**EXCERPTED RECORDS**:
▬▬▬▬▬▬▬▬▬▬
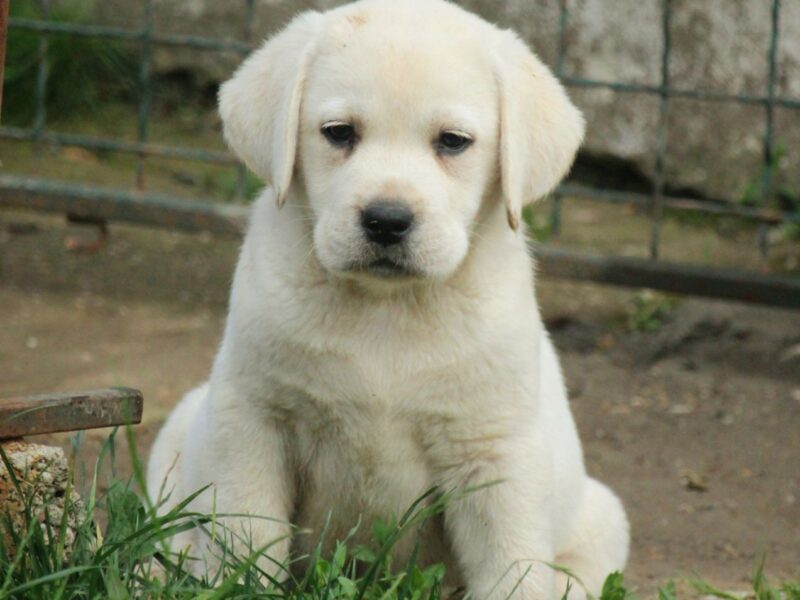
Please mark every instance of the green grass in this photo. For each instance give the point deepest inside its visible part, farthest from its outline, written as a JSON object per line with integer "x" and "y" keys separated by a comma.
{"x": 83, "y": 72}
{"x": 119, "y": 552}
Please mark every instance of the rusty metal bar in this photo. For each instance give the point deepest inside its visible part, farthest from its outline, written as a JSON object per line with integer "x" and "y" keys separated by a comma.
{"x": 678, "y": 278}
{"x": 51, "y": 413}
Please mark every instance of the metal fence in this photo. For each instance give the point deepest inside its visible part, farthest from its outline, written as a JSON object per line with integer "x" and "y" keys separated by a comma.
{"x": 97, "y": 204}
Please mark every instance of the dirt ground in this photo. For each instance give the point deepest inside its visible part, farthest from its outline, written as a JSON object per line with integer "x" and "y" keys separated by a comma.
{"x": 696, "y": 424}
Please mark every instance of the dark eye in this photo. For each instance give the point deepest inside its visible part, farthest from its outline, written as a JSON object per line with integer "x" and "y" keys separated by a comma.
{"x": 453, "y": 142}
{"x": 340, "y": 135}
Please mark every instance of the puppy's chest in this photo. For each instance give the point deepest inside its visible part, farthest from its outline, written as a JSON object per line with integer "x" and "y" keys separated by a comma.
{"x": 355, "y": 468}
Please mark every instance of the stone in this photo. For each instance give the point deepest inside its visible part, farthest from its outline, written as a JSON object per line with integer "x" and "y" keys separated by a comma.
{"x": 42, "y": 473}
{"x": 714, "y": 149}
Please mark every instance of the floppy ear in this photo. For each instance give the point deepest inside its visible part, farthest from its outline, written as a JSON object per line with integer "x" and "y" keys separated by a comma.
{"x": 260, "y": 104}
{"x": 540, "y": 129}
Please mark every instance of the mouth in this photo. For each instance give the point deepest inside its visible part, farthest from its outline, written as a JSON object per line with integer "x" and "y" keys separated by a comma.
{"x": 385, "y": 268}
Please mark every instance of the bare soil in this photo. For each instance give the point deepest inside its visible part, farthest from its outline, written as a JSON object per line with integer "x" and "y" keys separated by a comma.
{"x": 695, "y": 424}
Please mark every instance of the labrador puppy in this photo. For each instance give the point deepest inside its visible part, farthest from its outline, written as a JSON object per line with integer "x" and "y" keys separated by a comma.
{"x": 383, "y": 335}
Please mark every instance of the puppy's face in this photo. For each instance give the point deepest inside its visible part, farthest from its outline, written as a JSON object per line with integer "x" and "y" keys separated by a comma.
{"x": 398, "y": 147}
{"x": 403, "y": 120}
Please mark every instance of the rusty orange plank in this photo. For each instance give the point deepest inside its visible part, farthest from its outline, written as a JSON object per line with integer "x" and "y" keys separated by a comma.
{"x": 33, "y": 415}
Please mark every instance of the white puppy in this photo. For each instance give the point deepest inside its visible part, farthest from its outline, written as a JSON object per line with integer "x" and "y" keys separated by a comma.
{"x": 383, "y": 334}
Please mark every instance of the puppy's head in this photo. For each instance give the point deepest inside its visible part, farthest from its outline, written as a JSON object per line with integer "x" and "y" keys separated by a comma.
{"x": 402, "y": 120}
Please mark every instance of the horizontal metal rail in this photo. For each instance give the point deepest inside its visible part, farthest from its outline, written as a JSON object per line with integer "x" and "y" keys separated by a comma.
{"x": 51, "y": 413}
{"x": 679, "y": 203}
{"x": 117, "y": 145}
{"x": 673, "y": 92}
{"x": 678, "y": 278}
{"x": 132, "y": 35}
{"x": 96, "y": 203}
{"x": 231, "y": 220}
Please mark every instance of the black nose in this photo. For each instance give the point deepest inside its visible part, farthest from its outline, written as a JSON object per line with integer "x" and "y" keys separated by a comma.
{"x": 387, "y": 222}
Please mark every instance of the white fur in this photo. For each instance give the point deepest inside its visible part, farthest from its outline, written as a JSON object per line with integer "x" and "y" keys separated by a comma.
{"x": 338, "y": 390}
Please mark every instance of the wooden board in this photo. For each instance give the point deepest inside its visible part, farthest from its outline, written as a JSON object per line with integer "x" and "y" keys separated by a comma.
{"x": 33, "y": 415}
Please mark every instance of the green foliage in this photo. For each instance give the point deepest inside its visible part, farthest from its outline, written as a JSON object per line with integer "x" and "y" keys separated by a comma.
{"x": 82, "y": 71}
{"x": 127, "y": 558}
{"x": 540, "y": 226}
{"x": 649, "y": 311}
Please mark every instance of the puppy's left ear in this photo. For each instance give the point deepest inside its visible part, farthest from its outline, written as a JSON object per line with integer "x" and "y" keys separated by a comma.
{"x": 260, "y": 105}
{"x": 540, "y": 128}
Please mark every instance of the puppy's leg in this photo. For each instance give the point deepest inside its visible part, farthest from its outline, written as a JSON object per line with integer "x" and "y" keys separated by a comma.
{"x": 502, "y": 534}
{"x": 598, "y": 542}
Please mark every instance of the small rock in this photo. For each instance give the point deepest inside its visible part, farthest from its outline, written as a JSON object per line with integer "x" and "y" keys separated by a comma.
{"x": 791, "y": 353}
{"x": 45, "y": 474}
{"x": 681, "y": 409}
{"x": 694, "y": 481}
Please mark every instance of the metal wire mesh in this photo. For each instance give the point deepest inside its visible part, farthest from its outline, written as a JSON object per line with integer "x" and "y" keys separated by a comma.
{"x": 162, "y": 210}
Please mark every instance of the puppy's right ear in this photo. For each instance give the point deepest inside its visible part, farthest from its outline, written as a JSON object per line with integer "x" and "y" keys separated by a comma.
{"x": 260, "y": 104}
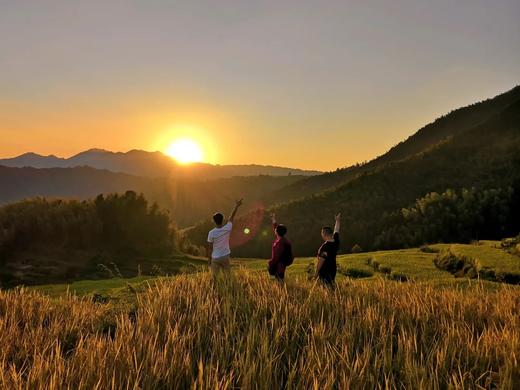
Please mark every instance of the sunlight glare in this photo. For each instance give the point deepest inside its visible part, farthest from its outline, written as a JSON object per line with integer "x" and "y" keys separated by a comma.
{"x": 185, "y": 151}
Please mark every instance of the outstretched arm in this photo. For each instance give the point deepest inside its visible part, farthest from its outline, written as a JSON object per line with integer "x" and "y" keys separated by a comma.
{"x": 238, "y": 203}
{"x": 338, "y": 223}
{"x": 273, "y": 221}
{"x": 209, "y": 249}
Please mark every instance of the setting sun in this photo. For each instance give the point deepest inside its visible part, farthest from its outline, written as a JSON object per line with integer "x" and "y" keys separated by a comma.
{"x": 185, "y": 151}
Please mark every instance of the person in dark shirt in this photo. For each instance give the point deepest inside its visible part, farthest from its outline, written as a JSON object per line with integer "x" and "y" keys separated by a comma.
{"x": 326, "y": 268}
{"x": 281, "y": 253}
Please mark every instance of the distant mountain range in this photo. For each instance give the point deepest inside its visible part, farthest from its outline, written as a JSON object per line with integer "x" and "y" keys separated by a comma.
{"x": 147, "y": 164}
{"x": 477, "y": 146}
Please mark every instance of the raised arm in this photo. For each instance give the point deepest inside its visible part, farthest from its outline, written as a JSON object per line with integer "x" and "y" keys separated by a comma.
{"x": 238, "y": 203}
{"x": 337, "y": 225}
{"x": 209, "y": 250}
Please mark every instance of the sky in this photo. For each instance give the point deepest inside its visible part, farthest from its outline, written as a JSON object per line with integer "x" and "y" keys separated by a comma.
{"x": 308, "y": 84}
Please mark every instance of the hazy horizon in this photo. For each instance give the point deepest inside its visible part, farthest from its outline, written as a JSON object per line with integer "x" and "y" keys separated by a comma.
{"x": 301, "y": 84}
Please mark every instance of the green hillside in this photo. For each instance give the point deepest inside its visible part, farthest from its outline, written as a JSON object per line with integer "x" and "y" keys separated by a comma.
{"x": 451, "y": 124}
{"x": 486, "y": 156}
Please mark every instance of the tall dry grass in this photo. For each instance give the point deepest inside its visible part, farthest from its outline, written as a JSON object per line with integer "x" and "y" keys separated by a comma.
{"x": 248, "y": 331}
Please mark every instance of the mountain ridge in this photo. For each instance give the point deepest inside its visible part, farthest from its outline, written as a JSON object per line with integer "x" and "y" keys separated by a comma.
{"x": 151, "y": 164}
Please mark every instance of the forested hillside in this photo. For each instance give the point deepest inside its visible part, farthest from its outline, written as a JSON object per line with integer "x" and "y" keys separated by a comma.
{"x": 189, "y": 200}
{"x": 484, "y": 157}
{"x": 55, "y": 240}
{"x": 453, "y": 123}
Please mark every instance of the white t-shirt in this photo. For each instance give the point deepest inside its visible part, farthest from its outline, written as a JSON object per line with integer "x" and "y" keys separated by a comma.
{"x": 220, "y": 239}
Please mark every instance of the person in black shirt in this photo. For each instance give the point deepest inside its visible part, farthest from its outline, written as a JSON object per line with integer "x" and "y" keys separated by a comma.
{"x": 326, "y": 268}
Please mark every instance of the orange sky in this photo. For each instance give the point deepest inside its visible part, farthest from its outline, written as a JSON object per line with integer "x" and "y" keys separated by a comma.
{"x": 307, "y": 85}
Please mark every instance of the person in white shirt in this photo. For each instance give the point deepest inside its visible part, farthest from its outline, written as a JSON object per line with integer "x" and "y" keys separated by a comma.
{"x": 217, "y": 249}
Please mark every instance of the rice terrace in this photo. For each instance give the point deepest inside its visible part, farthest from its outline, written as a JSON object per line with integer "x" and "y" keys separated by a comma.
{"x": 259, "y": 195}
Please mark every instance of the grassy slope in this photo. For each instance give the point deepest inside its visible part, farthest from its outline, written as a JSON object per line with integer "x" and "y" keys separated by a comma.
{"x": 414, "y": 264}
{"x": 248, "y": 332}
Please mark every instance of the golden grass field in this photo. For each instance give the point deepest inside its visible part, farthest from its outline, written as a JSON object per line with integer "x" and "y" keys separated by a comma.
{"x": 247, "y": 331}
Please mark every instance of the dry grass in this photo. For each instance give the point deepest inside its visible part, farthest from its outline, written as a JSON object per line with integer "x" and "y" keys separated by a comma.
{"x": 192, "y": 331}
▬▬▬▬▬▬▬▬▬▬
**EXERCISE AIM**: Quote exactly the line containing "Please mark every instance of the golden" and every later line through the end of the listing, and no other lines.

**CORRECT OUTPUT**:
Please mark every instance of the golden grass field in this photo. For each instance give the point deepest inside its visible part, farthest from its outline, written as a JSON object per line with integer "x" and "y" keys separated by a comma.
{"x": 247, "y": 331}
Please mark every instance of the dry grass in this photo. For each instance give the point deepest inside its visible part, farthest from its outline, written as a JSON object per line with integer "x" and "y" keys separated by a comma.
{"x": 192, "y": 331}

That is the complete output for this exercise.